PROVIDED DATA:
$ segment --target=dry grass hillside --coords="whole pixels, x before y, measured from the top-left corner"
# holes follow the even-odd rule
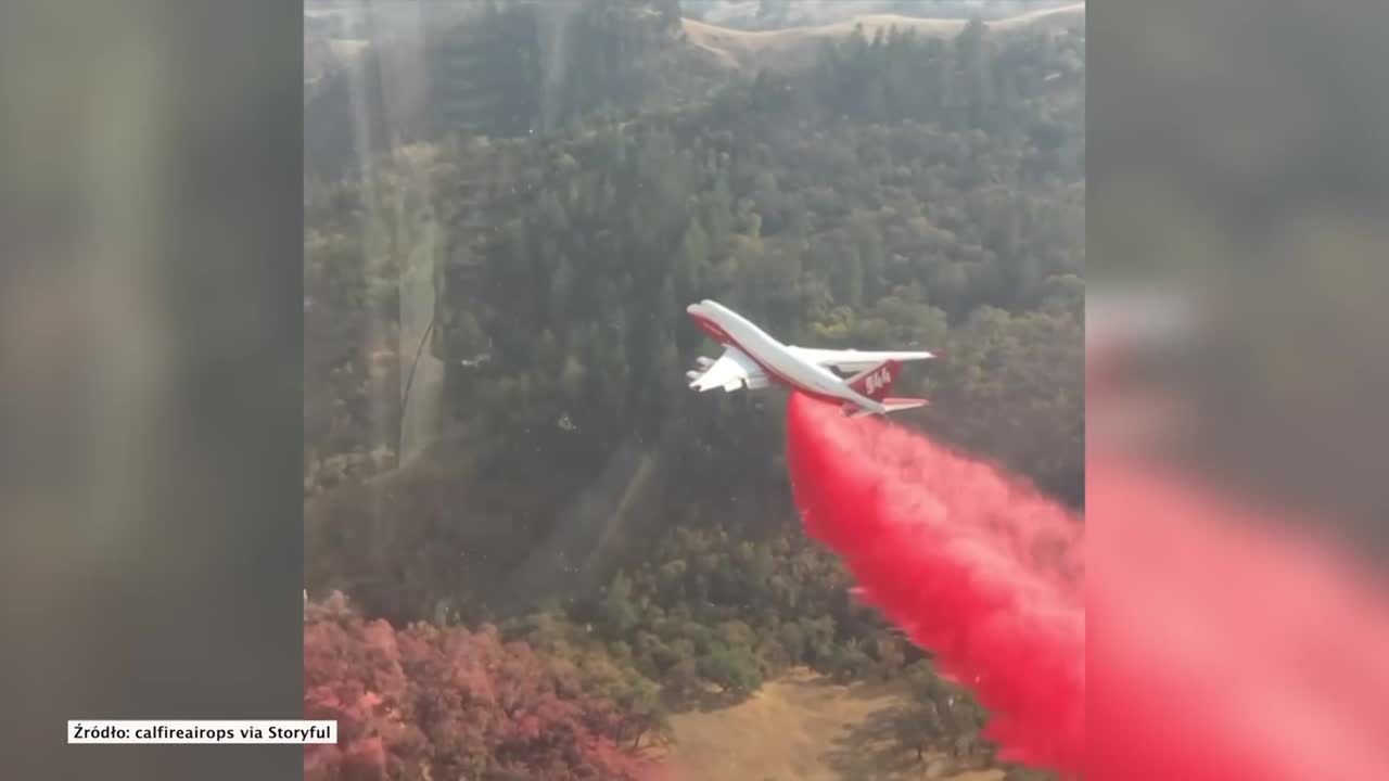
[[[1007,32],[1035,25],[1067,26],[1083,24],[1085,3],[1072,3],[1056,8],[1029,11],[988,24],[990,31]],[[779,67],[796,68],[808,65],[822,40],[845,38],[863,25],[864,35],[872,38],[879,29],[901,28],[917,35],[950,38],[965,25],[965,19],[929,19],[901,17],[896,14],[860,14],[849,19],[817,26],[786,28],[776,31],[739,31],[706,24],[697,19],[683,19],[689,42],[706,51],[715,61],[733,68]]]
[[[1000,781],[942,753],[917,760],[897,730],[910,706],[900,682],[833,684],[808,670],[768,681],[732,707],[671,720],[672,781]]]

* * *

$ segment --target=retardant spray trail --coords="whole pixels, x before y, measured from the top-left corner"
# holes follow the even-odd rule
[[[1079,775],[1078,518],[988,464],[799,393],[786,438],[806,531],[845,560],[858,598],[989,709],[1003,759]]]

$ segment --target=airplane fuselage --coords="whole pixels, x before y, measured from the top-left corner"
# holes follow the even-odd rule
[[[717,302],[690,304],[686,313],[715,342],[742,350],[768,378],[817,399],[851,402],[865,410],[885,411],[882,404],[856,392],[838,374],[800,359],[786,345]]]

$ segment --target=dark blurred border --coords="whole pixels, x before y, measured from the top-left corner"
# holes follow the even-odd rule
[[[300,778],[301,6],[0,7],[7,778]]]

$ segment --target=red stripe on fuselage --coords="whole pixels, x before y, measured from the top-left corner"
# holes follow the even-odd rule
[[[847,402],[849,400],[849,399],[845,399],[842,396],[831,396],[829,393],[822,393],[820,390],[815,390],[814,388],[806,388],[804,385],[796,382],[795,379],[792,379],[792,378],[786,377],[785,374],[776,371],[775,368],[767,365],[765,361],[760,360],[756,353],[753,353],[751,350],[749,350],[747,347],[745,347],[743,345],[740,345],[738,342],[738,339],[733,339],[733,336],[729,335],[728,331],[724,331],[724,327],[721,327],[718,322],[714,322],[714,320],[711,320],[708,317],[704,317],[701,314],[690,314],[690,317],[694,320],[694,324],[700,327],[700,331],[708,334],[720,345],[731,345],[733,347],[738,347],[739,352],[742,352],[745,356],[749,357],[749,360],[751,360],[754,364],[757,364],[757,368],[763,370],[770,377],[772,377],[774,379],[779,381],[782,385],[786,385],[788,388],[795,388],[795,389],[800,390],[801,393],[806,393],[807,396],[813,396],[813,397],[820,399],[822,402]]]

* * *

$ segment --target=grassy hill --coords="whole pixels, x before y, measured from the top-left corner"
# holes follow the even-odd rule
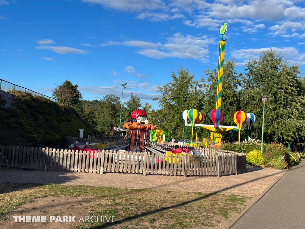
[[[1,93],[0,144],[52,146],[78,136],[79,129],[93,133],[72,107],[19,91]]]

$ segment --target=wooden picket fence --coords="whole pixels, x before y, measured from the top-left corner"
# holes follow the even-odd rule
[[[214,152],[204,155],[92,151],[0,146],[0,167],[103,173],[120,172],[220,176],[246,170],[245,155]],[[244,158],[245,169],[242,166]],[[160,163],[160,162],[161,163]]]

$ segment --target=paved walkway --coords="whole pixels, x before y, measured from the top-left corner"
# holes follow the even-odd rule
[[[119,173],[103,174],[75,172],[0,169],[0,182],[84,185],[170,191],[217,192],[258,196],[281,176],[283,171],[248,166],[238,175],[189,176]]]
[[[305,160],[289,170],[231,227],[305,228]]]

GIVEN INSTRUCTION:
Count the lines of the records that contain the string "from", and give only that number.

COMPLETE RESPONSE:
8